--- ABOUT THIS TASK ---
Take the entries that follow and write them out again, word for word.

--- DATA ---
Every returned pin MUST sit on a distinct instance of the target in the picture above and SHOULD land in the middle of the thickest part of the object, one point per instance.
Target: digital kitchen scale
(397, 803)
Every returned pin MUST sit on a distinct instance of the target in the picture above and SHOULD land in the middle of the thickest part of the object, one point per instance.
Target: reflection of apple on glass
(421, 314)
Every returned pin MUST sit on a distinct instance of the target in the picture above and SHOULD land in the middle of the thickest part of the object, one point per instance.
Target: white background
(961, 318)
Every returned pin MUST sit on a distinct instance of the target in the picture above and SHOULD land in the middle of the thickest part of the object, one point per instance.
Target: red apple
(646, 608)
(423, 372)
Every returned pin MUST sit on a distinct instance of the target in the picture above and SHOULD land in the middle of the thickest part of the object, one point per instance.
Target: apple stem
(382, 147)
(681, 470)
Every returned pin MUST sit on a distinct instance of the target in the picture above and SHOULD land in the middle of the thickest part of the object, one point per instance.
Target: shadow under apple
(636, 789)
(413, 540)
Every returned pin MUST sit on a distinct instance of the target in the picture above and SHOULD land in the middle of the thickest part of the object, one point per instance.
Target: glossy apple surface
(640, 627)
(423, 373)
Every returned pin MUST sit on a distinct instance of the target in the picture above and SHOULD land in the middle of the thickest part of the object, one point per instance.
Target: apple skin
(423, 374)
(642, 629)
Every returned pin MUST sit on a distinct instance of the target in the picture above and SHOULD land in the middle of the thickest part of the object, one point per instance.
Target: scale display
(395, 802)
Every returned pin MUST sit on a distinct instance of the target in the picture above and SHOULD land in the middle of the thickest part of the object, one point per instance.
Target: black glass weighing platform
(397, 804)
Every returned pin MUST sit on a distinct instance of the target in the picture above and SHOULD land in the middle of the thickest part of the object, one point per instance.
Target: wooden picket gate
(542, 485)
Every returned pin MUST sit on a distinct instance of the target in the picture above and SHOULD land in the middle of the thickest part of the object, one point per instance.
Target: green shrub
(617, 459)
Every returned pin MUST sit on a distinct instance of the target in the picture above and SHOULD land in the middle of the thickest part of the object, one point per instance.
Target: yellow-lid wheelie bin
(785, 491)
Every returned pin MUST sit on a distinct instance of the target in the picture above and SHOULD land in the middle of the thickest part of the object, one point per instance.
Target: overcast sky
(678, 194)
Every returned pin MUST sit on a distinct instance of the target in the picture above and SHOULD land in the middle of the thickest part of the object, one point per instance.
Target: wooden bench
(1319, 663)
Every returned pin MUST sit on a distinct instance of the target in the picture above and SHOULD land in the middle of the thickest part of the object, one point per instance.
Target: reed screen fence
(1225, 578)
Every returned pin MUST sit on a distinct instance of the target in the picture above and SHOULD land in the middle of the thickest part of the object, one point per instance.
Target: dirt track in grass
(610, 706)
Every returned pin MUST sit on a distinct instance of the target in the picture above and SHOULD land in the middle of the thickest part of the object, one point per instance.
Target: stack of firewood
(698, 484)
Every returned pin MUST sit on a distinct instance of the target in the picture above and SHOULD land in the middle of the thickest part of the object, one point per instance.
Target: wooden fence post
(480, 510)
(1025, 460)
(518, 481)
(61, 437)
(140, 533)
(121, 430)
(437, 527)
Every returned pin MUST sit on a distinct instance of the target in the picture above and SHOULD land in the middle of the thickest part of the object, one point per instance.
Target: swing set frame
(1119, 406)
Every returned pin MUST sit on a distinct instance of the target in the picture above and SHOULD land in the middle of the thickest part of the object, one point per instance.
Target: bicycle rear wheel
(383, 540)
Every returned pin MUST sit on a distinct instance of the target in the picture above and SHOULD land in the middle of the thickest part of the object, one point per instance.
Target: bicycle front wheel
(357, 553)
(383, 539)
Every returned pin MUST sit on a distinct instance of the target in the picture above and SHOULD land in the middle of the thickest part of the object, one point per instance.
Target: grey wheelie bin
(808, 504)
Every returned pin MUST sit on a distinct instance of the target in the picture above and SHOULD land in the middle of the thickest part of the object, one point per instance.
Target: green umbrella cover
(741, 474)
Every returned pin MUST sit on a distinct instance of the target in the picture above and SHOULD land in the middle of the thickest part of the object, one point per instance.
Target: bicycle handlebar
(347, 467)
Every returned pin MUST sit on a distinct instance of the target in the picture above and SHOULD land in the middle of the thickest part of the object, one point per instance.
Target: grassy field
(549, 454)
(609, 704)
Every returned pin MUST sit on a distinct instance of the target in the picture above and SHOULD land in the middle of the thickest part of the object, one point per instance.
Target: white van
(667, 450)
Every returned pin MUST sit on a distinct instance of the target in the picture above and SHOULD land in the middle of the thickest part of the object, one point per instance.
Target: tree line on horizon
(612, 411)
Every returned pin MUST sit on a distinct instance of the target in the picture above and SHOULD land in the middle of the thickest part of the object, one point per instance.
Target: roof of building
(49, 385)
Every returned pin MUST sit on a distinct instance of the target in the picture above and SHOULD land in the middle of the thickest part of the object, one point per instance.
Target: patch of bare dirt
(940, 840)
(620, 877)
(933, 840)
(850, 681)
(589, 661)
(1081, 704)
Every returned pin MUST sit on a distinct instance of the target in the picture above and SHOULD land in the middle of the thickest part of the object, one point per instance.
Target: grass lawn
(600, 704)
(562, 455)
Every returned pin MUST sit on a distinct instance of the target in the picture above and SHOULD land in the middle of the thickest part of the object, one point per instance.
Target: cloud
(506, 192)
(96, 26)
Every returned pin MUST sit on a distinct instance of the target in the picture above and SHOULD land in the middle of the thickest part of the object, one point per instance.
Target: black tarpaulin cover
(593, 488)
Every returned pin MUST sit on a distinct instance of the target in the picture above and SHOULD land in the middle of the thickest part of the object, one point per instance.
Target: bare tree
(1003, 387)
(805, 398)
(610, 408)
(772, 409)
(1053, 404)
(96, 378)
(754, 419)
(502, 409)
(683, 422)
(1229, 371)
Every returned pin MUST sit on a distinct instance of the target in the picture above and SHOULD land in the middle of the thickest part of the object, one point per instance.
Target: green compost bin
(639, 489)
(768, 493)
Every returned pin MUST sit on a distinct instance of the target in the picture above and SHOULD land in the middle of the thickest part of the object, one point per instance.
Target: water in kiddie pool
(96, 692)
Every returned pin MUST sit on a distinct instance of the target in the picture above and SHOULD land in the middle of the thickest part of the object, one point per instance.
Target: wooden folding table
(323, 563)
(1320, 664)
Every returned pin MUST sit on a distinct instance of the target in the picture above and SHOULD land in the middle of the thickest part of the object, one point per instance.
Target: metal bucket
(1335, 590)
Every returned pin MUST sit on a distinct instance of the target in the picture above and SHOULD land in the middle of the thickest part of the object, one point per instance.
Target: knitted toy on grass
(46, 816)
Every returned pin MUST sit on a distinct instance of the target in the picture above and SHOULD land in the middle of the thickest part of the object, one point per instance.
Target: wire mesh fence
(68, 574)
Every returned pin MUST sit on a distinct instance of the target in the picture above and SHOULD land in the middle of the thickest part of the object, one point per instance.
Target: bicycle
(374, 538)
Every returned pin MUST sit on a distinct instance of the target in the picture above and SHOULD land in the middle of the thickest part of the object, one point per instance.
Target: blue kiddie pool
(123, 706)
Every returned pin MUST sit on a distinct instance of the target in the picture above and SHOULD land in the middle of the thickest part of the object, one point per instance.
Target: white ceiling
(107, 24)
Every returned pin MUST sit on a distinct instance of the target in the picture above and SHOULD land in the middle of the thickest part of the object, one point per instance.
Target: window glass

--- RESPONSE BOX ---
Every returned pin MUST sit on a distinct instance of the target in the picture above and SHOULD land in the middle of the thickest part of the object, one point per instance.
Target: digital kitchen scale
(397, 803)
Every returned pin MUST sit on a distinct instance of the target in the picture above and SHOULD land in the middle of the thickest part of the object, one point per instance.
Target: reflection of apple on glass
(421, 314)
Every returned pin MUST sit on a distinct instance of the target in the picture above and SHOULD land in the middle of the thickest part of the object, one point per instance.
Target: white background
(961, 318)
Every returned pin MUST sit on a distinct instance of the target in the picture above and SHOULD land in the middle of the thickest part of the object, one point per instance.
Target: red apple
(646, 608)
(423, 372)
Every returned pin MUST sit on a distinct instance of the target in the picture above and SHOULD land in the middle of the thickest part of the object, one point per instance.
Target: apple stem
(382, 147)
(681, 470)
Every returned pin MUST sit on a distinct instance of the target in the picture above and SHOULD land in the middle of the thickest part of the object, one point per instance.
Target: shadow under apple
(636, 789)
(413, 540)
Every returned pin MUST sit on a distinct instance of the target in the picture above and SHOULD land in the middle of the thickest part of the object, one point per instance.
Target: glossy apple surface
(640, 627)
(423, 373)
Every returned pin MUST sit on a distinct instance of the target in the picture above and SHOULD land in the middle of the thickest part of the object, one point per instance.
Target: apple skin
(423, 374)
(642, 629)
Every returned pin MUST sit on a distinct instance of the target in the picture above and SHOULD land in the middle of the thickest part of the object, one point per instance.
Target: scale display
(395, 802)
Every returned pin MUST sit on a distinct instance of the target in the picture above and SHOULD land in the middle of the thickest part of the object, one point per instance.
Target: black glass weighing platform
(397, 804)
Every returned pin MUST sit on a distinct instance of the target in the picture above and SHOULD land in the middle of the thickest part of the object, one point per instance.
Target: wooden picket gate
(542, 485)
Every returned pin MUST sit on a distinct instance of the target in the picture above and SHOULD land in the middle of the thickest part of the object, one point per instance.
Target: green shrub
(617, 459)
Every returned pin MUST sit on a distinct instance of the target in the picture above and SHOULD land in the middle of the thickest part of the object, one point per instance.
Target: yellow-lid wheelie bin
(785, 491)
Every returned pin MUST sit on a distinct instance of the target in the picture above and SHOULD land in the middle of the thickest part of the object, one point per instance.
Target: overcast sky
(678, 194)
Every returned pin MUST sit on a distinct instance of the target in the picture above and SHOULD land in the middle of the thickest part of the object, one point per instance.
Target: wooden bench
(1319, 663)
Every returned pin MUST sit on a distinct instance of the target in the picture above and SHOULD land in the middle of the thickest part of the object, one point per instance.
Target: reed screen fence
(1225, 578)
Every returned pin MUST sit on a distinct instance of the target in the picture above and SHOULD land in the middle of the thickest part of the object, one point per instance.
Target: dirt track in grass
(610, 706)
Every returned pin MUST sit on a distinct instance of the target in the picture above and SHOULD land in the middle of the thickest part of the object, one point per instance.
Target: stack of firewood
(698, 484)
Every returned pin MUST sit on a distinct instance of the target in the picture above and SHOULD land in the middle of the thickest part of the object, one point per instance.
Target: wooden fence post
(480, 510)
(1025, 460)
(518, 481)
(61, 437)
(140, 533)
(121, 430)
(437, 527)
Every returned pin MUST sit on a distinct instance of the target in the picture above and SHOULD land in the middle of the thickest part of the object, one point per instance.
Target: swing set frame
(1119, 406)
Every returned pin MUST sit on a distinct instance of the target in the picture above and SHOULD land in the middle of the thickest part of the object, one point per instance.
Target: bicycle rear wheel
(383, 540)
Every returned pin MUST sit on a distinct instance of the target in the picture above and SHOULD land in the middle of the thickest part of the object, one point per instance.
Target: bicycle front wheel
(357, 553)
(383, 539)
Every returned pin MUST sit on a distinct instance of the target in the picture above and SHOULD land in the middle of the thickest part of the object, one point per instance.
Target: grey wheelie bin
(808, 504)
Every returned pin MUST sit on a distinct instance of the target in the picture above and SHOULD land in the middle of the thickest part of the object, one point per instance.
Target: green umbrella cover
(741, 474)
Every returned pin MUST sit on a distinct instance of the target in the picture above and SHOULD land in the middle of the thickest part of the object, one point per instance.
Target: bicycle handlebar
(347, 467)
Every returned pin MUST sit on a distinct instance of the target in the picture above and SHOULD land in the middle of the thickest part of the object, one point per instance.
Target: grassy field
(549, 454)
(609, 704)
Every returned pin MUST sit on a distinct instance of the target in the picture above and SHOULD land in the middle of the thickest part of the object, one point per instance.
Target: white van
(667, 450)
Every returned pin MUST sit on a distinct instance of the target in the picture above and SHOULD land in the middle of the thickest part of the object, one point per instance.
Target: tree line on horizon
(612, 411)
Every returned pin MUST sit on a distinct instance of the target in the picture above and SHOULD land in the middle of the thickest part of the object, one point per instance.
Target: roof of building
(49, 385)
Every returned pin MUST sit on a distinct instance of the target in the picture above and SHOULD land in the middle of the thickest part of the object, one point per instance.
Target: patch of bare dirt
(940, 840)
(620, 877)
(933, 840)
(850, 681)
(589, 661)
(1081, 704)
Every returned pin MUST sit on a distinct instance of the target in the picture above and SHOULD land in the middle of the thickest part of the object, one point per instance.
Target: grass lawn
(600, 704)
(562, 455)
Every returned pin MUST sit on a distinct instance of the target in the picture above and SHOULD land in the middle of the thickest part of the object, one point per instance.
Target: cloud
(506, 192)
(96, 26)
Every returned pin MUST sit on a distinct instance of the target in the picture above and SHOULD land in the middle of the thickest part of the object, one point per instance.
Target: black tarpaulin cover
(593, 488)
Every returned pin MUST sit on a distinct instance of the target in the picture above and SHOULD land in the middle of the thickest part of the object, one point per instance.
Target: bare tree
(1003, 387)
(805, 398)
(610, 408)
(772, 409)
(1053, 404)
(96, 378)
(754, 419)
(502, 409)
(683, 422)
(1229, 371)
Every returned pin MUST sit on a distinct instance of the target in the picture above and SHOULD land in the middle of the thickest part of the object, one point per instance.
Target: green compost bin
(639, 489)
(768, 493)
Every returned pin MUST sit on a distinct instance of the target in the picture above and SHOULD land in the middle of the thickest part of the object, one point per instance.
Target: water in kiddie pool
(96, 692)
Every returned pin MUST sit on a distinct instance of the target in the picture above and SHOULD land in the middle of the thickest part of the object, one point per instance.
Target: wooden folding table
(323, 563)
(1320, 664)
Every returned pin MUST sit on a distinct instance of the target in the picture above and SHOULD land in the middle of the thickest part of the object, one point per instance.
Target: metal bucket
(1335, 590)
Every returned pin MUST sit on a distinct instance of the target in the picture above and SHOULD land in the middle of the thickest part of the object, one point per instance.
Target: knitted toy on grass
(46, 816)
Every returned pin MUST sit on a distinct instance of the target in the picture above and SHOULD land in the middle of the thickest part of the object, one point per instance.
Target: wire mesh fence
(68, 574)
Every returned pin MUST sit on a distinct instance of the target in the picture above and SHOULD land in the middle of the thickest part of the object, one point per instance.
Target: bicycle
(374, 538)
Every returned pin MUST sit on a distinct instance of the target in the picture above and SHOULD land in the middle of the thickest part of the object, one point per instance.
Target: blue kiddie pool
(123, 706)
Every returned pin MUST sit on a distinct instance of the target in the picture above and SHOULD land in the middle of the thickest part of the object, one point per instance.
Target: white ceiling
(107, 24)
Every returned pin MUST sit on a distinct instance of the target in the picture above and SHOULD land in the middle of the thickest part of the object, one point per instance.
Target: window glass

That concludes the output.